EXCERPT =
This is the letter that I wrote to the Holocaust Museum Houston director:
I ask the Holocaust Museum Houston to make aggressive efforts to prevent future holocausts. Identify social, political and economic measures that bring prosperity and tranquility for every sentient being on our precious planet.
Let people know what you advocate in exhibits, lectures and publications.
I attended the museum’s opening on March 4, 1996. I lived in Houston until 2008 when my wife and I moved to Medellin, Colombia.
I had worked at the Houston Independent School District. I was the treasurer for the Willow Waterhole Greenspace Conservancy where it was our good fortune to have Anne Clutterbuck’s support to construct a park near Westbury Senior High School that was also a detention pond for the Harris County Flood Control District.
I started life as a high school history teacher and became a certified public accountant. In 1969, I realized that it was not just the Vietnam War was wrong. It was similar to slavery, torture, wife beating, child abuse and animal cruelty.
Some years back, I wrote a draft encyclical showing how to abolish war which I include here as a basis for your draft statement in preventing holocausts.

INFORMATION SUPPLIED =
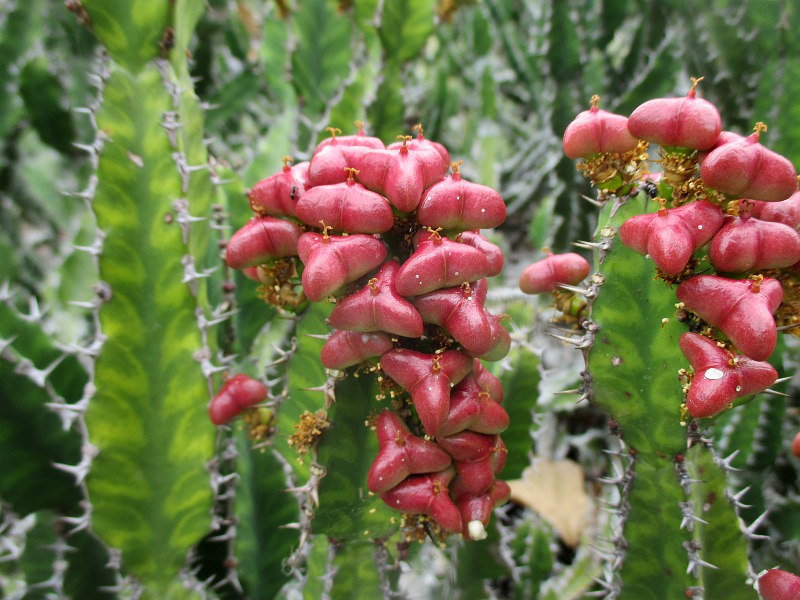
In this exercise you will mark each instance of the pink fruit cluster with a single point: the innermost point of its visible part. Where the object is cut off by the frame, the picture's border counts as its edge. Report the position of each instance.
(735, 204)
(393, 237)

SET TASKS =
**1.** Answer these from the letter to the Holocaust Museum Houston director:
(a) On what date did the writer attend the museum's opening?
(b) Where did the writer move in 2008?
(c) What job did the writer start out in?
**2.** Pick up the letter to the Holocaust Museum Houston director after its last sentence and write the next paragraph.
You won't need the data for anything here.

ANSWER SET =
**1.**
(a) March 4, 1996
(b) Medellin, Colombia
(c) High school history teacher

**2.**
In 2017, my family and Father Richard Wahl, CSB, made a 33 minute YouTube presentation advocating war abolition. I include it here:
Let?s Abolish War: An Evening with Edward T. O?Rourke
https://youtu.be/UArUtUoXkME
Start with a Second Marshall Plan that will abolish poverty everywhere. I have been living in Medellin, Colombia since 2008. What I see is criminals and FARC guerillas performing violence when it is not necessary. Rather than just stealing and leaving, beatings or rapes are common. FARC guerillas knocked down an electric tower which had no military purpose. Wife beating, child abuse and animal cruelty are prevalent than in a prosperous society.
In 1928, before the Great Depression started to hit, the Nazis’ vote share was three percent. As the Depression progressed, their vote share steadily climbed.
This is the encyclical excerpt:
Changing the History Courses
I ask that history departments everywhere offer a course on war and its demise. Up to now, history departments, with few exceptions, have presented war uncritically. It seems like natural phenomena, like floods and hurricanes.
This coincides with the military industrial complex’s presentation:
1) War is necessary,
2) War is fought for the common good,
3) War is glorious, and,
4) A more just world will emerge after the current war.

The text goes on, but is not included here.